■ Task details ■
Continue the horoscope column below, picking up after its Scorpio entry.

Happy birthday to Democrats Barack Obama and Andrew Bartlett. Starting new projects might seem like a crap idea, but it's a great week to relaunch, despite potential change fatigue. If the political career doesn't work out you can always find a place in community radio.

Virgo

It can be tempting to prove you can handle anything that life throws at you. Pride might wear a tough baseball glove but you'll have a busy week if you spend it playing catch. Sometimes it is easier just to duck and let stuff sail over your head.

Libra

Mary Poppins may have been insufferably cheerful, but at least she knew how to land gracefully. Take your cues from Libran Julie Andrews this week and don't forget to open the umbrella as you come down to Earth. Feel free to sing in mockney* while you're at it. (*faux cockney)

Scorpio

The focus is on networks this week but try and avoid playing political games. Compare the experiences of Scorpios Hilary Clinton and Condoleezza Rice. If you know when you're beaten, you can come back for another round. If you fight to the death, you die.

■ Exercise data ■
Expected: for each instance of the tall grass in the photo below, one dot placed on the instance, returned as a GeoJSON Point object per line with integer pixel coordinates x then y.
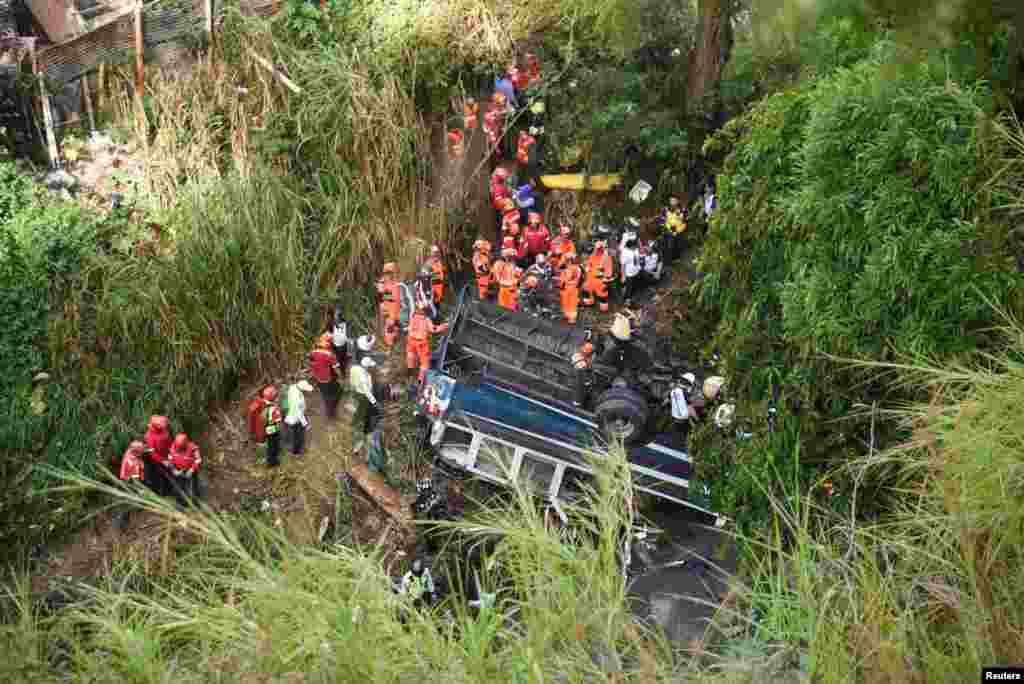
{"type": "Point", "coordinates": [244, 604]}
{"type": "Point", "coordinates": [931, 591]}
...
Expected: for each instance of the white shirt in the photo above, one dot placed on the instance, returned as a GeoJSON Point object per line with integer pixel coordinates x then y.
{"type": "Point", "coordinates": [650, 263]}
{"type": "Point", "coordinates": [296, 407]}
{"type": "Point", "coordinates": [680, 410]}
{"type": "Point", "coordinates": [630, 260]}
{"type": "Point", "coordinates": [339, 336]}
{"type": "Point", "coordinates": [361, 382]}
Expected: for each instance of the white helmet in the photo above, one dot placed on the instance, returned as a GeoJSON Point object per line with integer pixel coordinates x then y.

■ Task answer ■
Sagittarius

Fire danger is unseasonably high. There's a good chance you'll fall in love this week, but it's more likely to be with an inanimate object than a flesh-and-bone human being. Who cares if your affection for hatstands and letterboxes is unrequited. All love is an act of the imagination anyway.

Capricorn

The villains in this story are going to show themselves, but don't expect any comic-book revelations - no masks whipped off to expose the cross-eyed, misanthropic scientist who was booted out of the academy. Instead you'll find the old dichotomies no longer apply.

Aquarius

Slow down Aquarius - what's the hurry? I know you have a big, bright future ahead of you but that's no reason to hurtle into it at breakneck speed. Remember that on life's road, there's always time to stop and complain about petrol prices.

Pisces

You'll be having some vicious dreams this week and may be tempted to beat yourself up. What's worse, your pain threshold is even lower than usual. Fortunately you simply won't have the energy to throw punches at anyone, least of all yourself.

Aries

There's a lot of hard labour in your week. Try not to look at it as a bad thing. Take pleasure in the process. And concentrate on what you're doing, because I'll bet a significant proportion of workplace accidents are caused by daydreaming about where you'd rather be.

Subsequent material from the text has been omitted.